---- SUPPLIED RECORDS

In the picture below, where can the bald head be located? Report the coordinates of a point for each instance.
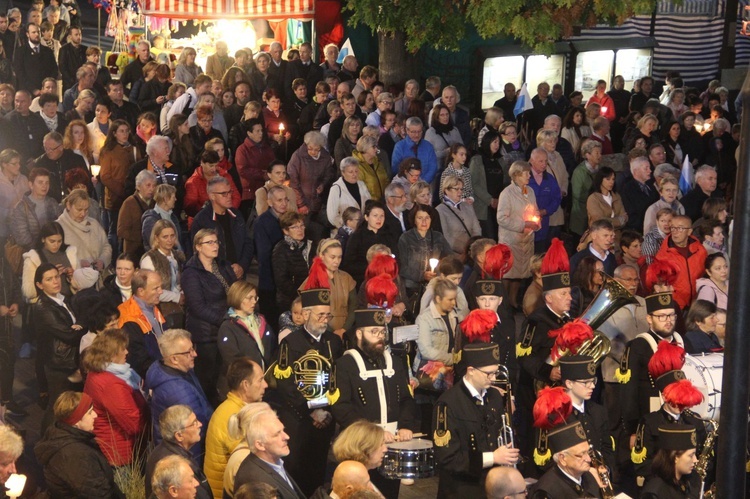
(350, 476)
(503, 481)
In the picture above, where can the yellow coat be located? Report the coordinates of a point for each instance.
(219, 445)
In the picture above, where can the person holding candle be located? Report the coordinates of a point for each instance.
(518, 218)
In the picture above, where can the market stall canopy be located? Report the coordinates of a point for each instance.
(229, 9)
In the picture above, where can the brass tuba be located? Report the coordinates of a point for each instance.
(610, 298)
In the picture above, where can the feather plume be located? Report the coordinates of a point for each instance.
(381, 291)
(668, 357)
(498, 260)
(318, 277)
(660, 272)
(382, 264)
(682, 394)
(556, 259)
(552, 408)
(478, 324)
(570, 337)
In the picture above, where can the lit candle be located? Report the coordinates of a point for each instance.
(15, 485)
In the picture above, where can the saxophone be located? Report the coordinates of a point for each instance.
(706, 454)
(597, 461)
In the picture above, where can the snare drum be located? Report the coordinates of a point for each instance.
(412, 459)
(705, 371)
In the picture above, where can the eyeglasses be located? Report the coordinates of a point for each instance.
(588, 383)
(189, 352)
(664, 317)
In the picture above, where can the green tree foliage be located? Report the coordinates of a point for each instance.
(537, 23)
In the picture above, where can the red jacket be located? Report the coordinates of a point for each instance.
(690, 269)
(196, 194)
(123, 416)
(252, 160)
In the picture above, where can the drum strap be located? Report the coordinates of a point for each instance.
(366, 374)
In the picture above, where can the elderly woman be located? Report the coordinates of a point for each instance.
(165, 259)
(186, 69)
(518, 219)
(116, 392)
(347, 143)
(165, 197)
(244, 332)
(59, 333)
(84, 233)
(310, 173)
(458, 219)
(371, 170)
(291, 258)
(668, 188)
(369, 232)
(417, 246)
(205, 282)
(580, 185)
(74, 466)
(13, 186)
(343, 287)
(442, 133)
(347, 191)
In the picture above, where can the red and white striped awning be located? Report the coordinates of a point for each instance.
(229, 9)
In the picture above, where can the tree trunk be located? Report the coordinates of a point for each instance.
(396, 65)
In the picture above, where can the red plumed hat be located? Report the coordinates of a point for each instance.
(569, 338)
(498, 260)
(682, 394)
(318, 277)
(660, 272)
(382, 264)
(478, 324)
(381, 291)
(668, 357)
(552, 408)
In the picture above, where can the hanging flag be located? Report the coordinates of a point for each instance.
(346, 49)
(686, 176)
(523, 102)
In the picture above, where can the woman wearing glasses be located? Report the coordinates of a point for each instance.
(205, 281)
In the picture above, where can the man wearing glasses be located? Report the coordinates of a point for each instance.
(172, 381)
(688, 254)
(466, 422)
(570, 477)
(375, 386)
(307, 418)
(639, 394)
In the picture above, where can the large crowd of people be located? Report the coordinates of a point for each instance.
(222, 276)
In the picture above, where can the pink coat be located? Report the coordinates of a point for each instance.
(123, 416)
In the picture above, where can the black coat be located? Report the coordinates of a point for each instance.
(31, 68)
(360, 398)
(165, 449)
(74, 466)
(636, 394)
(555, 485)
(473, 429)
(254, 470)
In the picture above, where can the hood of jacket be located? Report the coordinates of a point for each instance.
(58, 436)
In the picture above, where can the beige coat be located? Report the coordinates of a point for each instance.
(513, 209)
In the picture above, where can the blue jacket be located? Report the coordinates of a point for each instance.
(205, 299)
(548, 197)
(425, 153)
(170, 387)
(205, 219)
(266, 233)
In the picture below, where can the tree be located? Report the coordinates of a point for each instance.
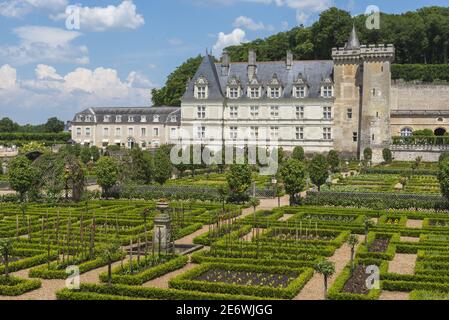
(7, 125)
(387, 155)
(352, 241)
(108, 254)
(368, 154)
(22, 176)
(298, 154)
(107, 172)
(333, 160)
(327, 270)
(54, 125)
(6, 248)
(318, 171)
(443, 177)
(175, 87)
(163, 167)
(239, 181)
(293, 175)
(85, 155)
(368, 224)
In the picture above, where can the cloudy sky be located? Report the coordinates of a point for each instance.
(123, 48)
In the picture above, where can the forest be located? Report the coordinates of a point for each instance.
(421, 39)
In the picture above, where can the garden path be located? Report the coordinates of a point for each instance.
(314, 289)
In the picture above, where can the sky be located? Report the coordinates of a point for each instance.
(58, 57)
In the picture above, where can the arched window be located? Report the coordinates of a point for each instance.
(406, 132)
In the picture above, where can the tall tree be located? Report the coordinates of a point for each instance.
(293, 175)
(107, 171)
(318, 171)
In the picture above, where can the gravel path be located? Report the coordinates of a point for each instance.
(403, 264)
(414, 224)
(314, 289)
(394, 295)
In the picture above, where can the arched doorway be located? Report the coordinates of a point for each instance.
(439, 132)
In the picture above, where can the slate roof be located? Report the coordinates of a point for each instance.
(165, 114)
(314, 72)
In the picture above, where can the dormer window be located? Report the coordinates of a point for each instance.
(275, 88)
(327, 88)
(201, 88)
(254, 92)
(300, 92)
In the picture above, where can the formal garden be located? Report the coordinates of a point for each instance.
(328, 229)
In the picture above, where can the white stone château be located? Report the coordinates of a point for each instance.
(347, 104)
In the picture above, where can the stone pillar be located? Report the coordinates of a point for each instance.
(162, 229)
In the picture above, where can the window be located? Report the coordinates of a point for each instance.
(201, 92)
(254, 111)
(173, 133)
(201, 132)
(327, 91)
(299, 112)
(254, 132)
(349, 113)
(274, 111)
(327, 113)
(234, 93)
(201, 112)
(275, 93)
(299, 92)
(327, 134)
(299, 133)
(233, 112)
(274, 132)
(254, 93)
(233, 133)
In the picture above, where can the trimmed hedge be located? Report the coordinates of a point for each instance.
(146, 275)
(186, 282)
(13, 286)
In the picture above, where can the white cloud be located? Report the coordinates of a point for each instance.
(123, 16)
(248, 23)
(52, 94)
(44, 44)
(236, 37)
(8, 77)
(20, 8)
(175, 41)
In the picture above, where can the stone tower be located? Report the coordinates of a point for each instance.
(362, 76)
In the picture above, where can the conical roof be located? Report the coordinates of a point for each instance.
(353, 42)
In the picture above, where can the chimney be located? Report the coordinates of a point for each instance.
(252, 60)
(225, 63)
(289, 60)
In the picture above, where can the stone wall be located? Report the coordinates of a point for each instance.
(407, 96)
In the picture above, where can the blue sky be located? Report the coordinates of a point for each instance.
(124, 48)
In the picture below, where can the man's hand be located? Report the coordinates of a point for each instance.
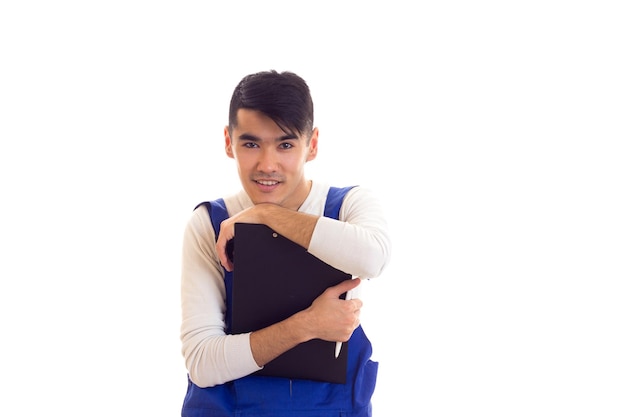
(332, 318)
(227, 232)
(329, 318)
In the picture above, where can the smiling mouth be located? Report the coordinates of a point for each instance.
(266, 182)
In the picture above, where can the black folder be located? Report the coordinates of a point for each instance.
(273, 278)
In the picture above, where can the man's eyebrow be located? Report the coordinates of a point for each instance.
(253, 138)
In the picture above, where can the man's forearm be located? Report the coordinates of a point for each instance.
(294, 225)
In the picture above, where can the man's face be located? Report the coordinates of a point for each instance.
(270, 162)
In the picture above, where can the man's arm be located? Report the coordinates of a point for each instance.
(294, 225)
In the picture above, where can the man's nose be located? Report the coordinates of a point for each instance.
(268, 161)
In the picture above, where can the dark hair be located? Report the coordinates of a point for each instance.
(283, 97)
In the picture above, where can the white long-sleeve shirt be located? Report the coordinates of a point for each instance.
(358, 244)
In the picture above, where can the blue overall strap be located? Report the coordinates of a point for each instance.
(217, 214)
(334, 200)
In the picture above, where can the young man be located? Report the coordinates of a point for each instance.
(271, 136)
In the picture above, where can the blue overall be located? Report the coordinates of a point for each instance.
(262, 396)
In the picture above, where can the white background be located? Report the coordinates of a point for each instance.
(494, 131)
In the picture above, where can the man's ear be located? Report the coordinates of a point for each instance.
(313, 145)
(228, 143)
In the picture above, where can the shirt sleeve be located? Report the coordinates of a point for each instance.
(211, 356)
(361, 244)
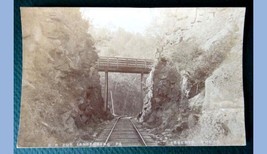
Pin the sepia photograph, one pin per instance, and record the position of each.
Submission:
(120, 77)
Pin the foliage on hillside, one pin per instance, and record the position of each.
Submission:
(61, 94)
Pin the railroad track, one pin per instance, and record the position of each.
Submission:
(123, 132)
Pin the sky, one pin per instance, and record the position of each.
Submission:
(134, 20)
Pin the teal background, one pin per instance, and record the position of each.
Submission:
(247, 62)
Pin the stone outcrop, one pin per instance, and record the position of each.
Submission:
(61, 95)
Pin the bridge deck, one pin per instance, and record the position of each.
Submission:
(124, 65)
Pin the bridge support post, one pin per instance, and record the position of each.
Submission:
(142, 76)
(106, 91)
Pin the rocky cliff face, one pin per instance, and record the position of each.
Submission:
(61, 95)
(195, 91)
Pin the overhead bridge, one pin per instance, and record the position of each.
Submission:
(123, 65)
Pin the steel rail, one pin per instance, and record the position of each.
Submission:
(139, 134)
(111, 131)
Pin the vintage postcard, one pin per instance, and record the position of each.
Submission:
(101, 77)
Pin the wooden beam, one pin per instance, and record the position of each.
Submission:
(106, 91)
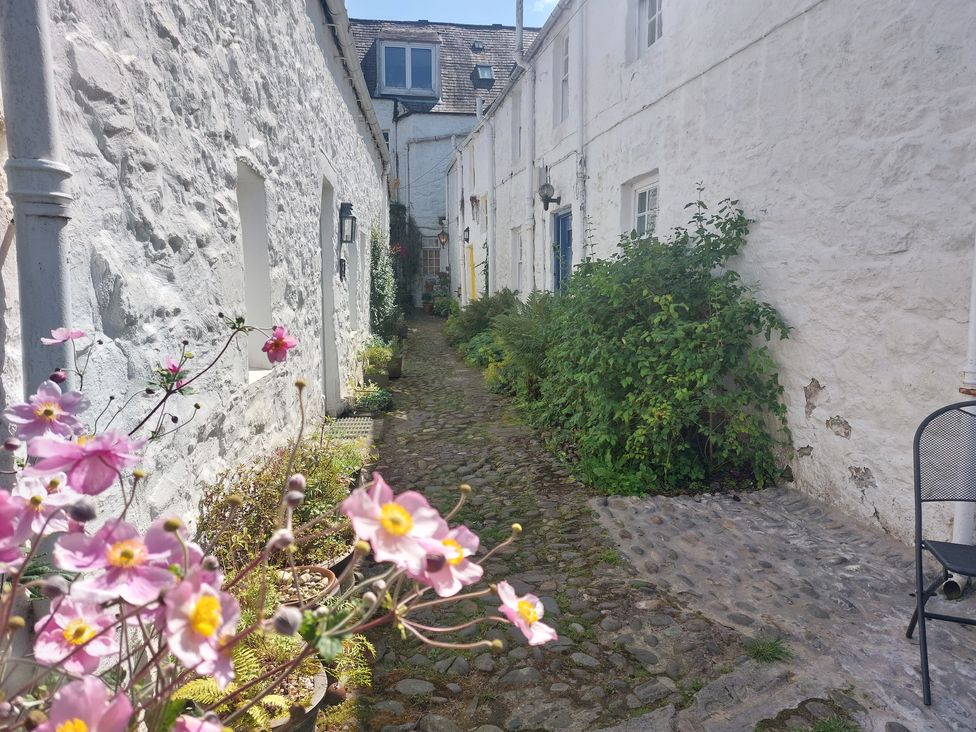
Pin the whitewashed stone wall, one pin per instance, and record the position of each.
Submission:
(846, 128)
(158, 103)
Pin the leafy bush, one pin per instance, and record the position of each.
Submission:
(384, 310)
(476, 317)
(373, 398)
(235, 534)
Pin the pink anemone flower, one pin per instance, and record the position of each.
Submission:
(46, 498)
(394, 526)
(278, 344)
(92, 463)
(71, 637)
(200, 621)
(48, 411)
(524, 613)
(184, 723)
(15, 529)
(447, 567)
(62, 335)
(85, 706)
(126, 566)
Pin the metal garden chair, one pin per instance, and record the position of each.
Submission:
(945, 470)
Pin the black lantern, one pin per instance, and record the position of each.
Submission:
(546, 192)
(347, 234)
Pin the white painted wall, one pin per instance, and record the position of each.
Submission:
(159, 101)
(846, 128)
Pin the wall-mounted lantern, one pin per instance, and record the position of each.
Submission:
(347, 234)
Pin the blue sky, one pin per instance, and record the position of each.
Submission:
(488, 11)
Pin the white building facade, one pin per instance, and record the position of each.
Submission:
(207, 149)
(846, 128)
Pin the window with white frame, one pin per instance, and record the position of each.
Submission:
(408, 68)
(645, 209)
(516, 127)
(649, 27)
(431, 255)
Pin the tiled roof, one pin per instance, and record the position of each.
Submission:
(458, 57)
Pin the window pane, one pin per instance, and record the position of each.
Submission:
(421, 68)
(395, 67)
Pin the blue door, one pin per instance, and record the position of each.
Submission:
(562, 250)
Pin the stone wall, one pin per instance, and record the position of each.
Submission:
(160, 103)
(846, 129)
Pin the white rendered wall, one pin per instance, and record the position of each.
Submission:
(159, 101)
(846, 129)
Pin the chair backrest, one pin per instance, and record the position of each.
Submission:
(945, 454)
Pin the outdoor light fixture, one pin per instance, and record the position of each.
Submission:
(545, 195)
(347, 234)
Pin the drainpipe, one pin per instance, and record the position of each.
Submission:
(965, 514)
(37, 184)
(529, 131)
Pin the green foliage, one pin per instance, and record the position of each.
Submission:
(384, 310)
(651, 369)
(373, 398)
(477, 316)
(767, 650)
(235, 535)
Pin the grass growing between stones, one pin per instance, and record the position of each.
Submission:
(767, 650)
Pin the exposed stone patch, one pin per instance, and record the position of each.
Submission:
(839, 426)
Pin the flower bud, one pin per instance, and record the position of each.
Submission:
(54, 587)
(286, 620)
(82, 510)
(210, 563)
(281, 539)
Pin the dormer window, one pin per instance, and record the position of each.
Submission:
(483, 77)
(408, 68)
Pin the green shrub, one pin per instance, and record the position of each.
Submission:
(476, 317)
(384, 310)
(235, 535)
(658, 373)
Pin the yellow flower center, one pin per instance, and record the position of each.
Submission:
(205, 617)
(48, 411)
(396, 519)
(127, 554)
(454, 546)
(72, 725)
(78, 632)
(527, 611)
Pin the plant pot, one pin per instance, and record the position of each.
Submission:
(394, 369)
(330, 588)
(306, 721)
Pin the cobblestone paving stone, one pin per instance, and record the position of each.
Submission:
(652, 632)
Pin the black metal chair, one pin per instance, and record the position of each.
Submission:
(945, 470)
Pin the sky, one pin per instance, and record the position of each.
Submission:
(455, 11)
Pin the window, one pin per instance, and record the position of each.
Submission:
(563, 76)
(431, 255)
(648, 23)
(645, 209)
(253, 206)
(408, 68)
(516, 127)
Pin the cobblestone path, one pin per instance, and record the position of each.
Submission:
(655, 614)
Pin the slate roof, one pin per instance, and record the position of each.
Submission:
(457, 58)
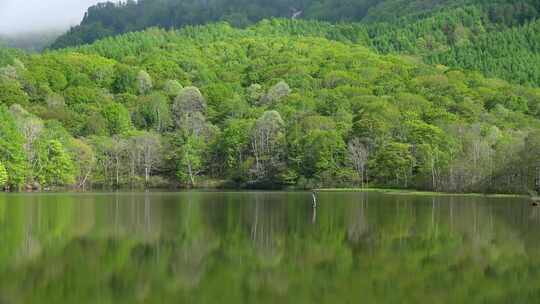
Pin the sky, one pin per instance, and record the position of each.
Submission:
(20, 16)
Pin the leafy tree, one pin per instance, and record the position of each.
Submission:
(3, 175)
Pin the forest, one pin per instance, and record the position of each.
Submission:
(280, 104)
(499, 38)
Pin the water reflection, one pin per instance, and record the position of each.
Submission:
(267, 248)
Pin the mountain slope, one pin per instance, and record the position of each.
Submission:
(261, 107)
(497, 38)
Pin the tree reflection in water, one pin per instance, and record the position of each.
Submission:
(267, 247)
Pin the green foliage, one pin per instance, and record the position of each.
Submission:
(3, 175)
(274, 104)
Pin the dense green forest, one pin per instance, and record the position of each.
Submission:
(283, 103)
(499, 38)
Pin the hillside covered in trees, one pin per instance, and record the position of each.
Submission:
(283, 103)
(498, 38)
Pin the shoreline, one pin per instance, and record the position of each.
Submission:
(387, 191)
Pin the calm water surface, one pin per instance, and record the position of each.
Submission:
(260, 247)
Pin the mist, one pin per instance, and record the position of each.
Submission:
(26, 16)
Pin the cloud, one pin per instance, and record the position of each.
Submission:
(35, 15)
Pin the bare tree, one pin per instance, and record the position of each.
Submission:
(265, 141)
(358, 155)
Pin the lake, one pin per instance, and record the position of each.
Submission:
(267, 247)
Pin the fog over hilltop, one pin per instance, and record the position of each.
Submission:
(24, 16)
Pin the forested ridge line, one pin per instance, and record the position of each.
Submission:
(218, 106)
(498, 38)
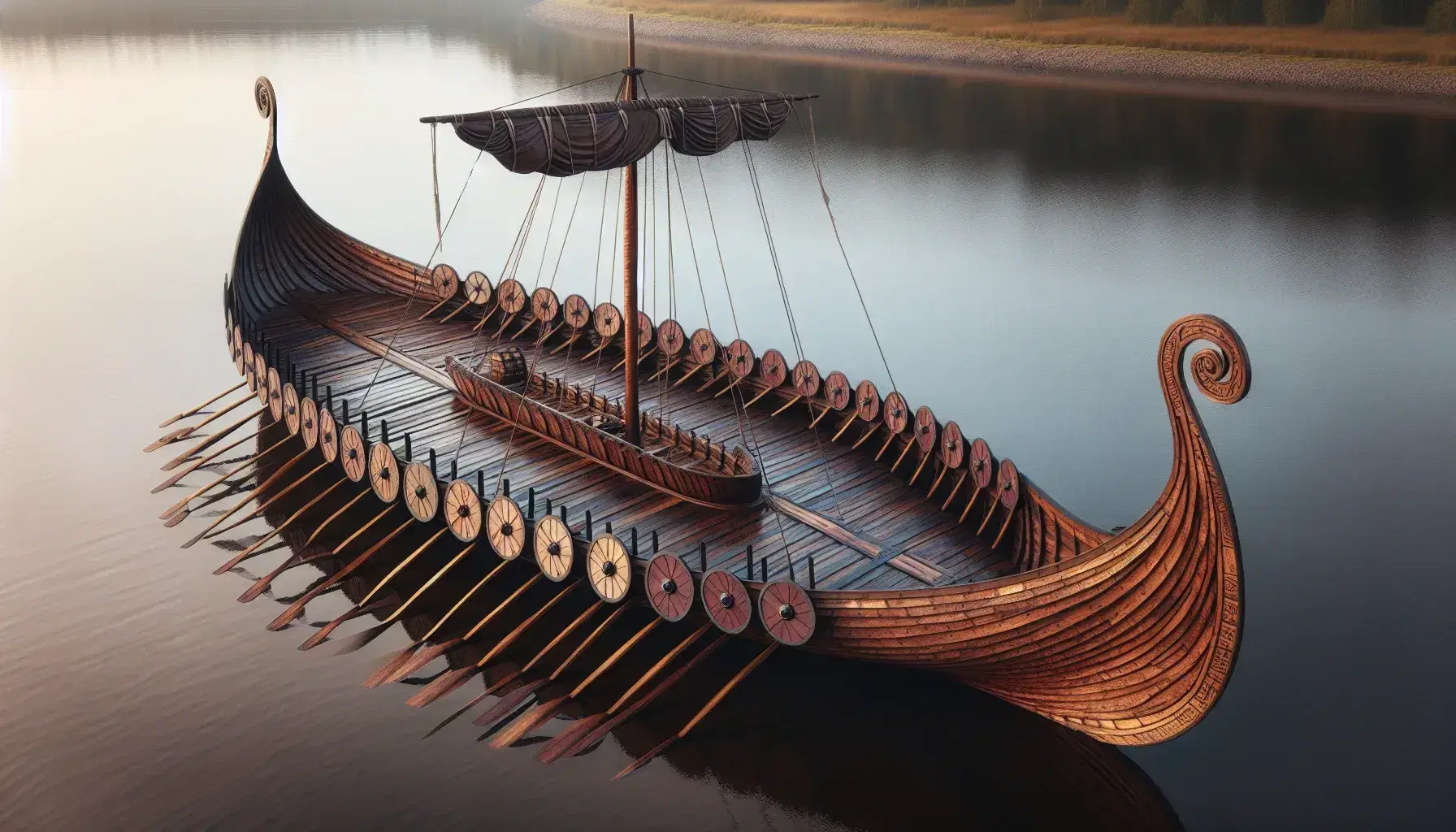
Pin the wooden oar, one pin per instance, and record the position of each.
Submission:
(786, 405)
(244, 501)
(549, 708)
(296, 609)
(388, 670)
(366, 635)
(198, 409)
(707, 708)
(689, 373)
(431, 653)
(264, 506)
(261, 585)
(873, 430)
(510, 703)
(318, 637)
(254, 548)
(197, 464)
(182, 503)
(954, 490)
(592, 729)
(433, 310)
(968, 503)
(211, 440)
(349, 615)
(185, 431)
(331, 518)
(453, 679)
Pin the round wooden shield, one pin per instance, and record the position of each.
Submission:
(805, 379)
(669, 586)
(786, 613)
(982, 464)
(309, 422)
(774, 367)
(1008, 484)
(444, 280)
(505, 528)
(552, 544)
(897, 413)
(836, 391)
(290, 409)
(353, 453)
(511, 295)
(384, 472)
(609, 569)
(702, 347)
(739, 356)
(274, 394)
(328, 436)
(727, 602)
(644, 331)
(606, 319)
(925, 429)
(577, 312)
(670, 337)
(462, 510)
(867, 401)
(545, 305)
(421, 492)
(952, 444)
(478, 288)
(261, 378)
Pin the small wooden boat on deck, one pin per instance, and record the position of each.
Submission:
(882, 534)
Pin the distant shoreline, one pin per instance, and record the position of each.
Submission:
(1272, 79)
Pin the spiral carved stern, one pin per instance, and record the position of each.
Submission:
(1133, 640)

--------

> [PROBLEM DETAILS] A complete answer lists every line of the listing above that holds the word "hillside".

> [SOLUTION TO THIS PROBLEM]
Pin the foliage on hillside, one pin per instance, and record the position of each.
Pin the hillside covered in trees, one pin per instance, and record the position of each.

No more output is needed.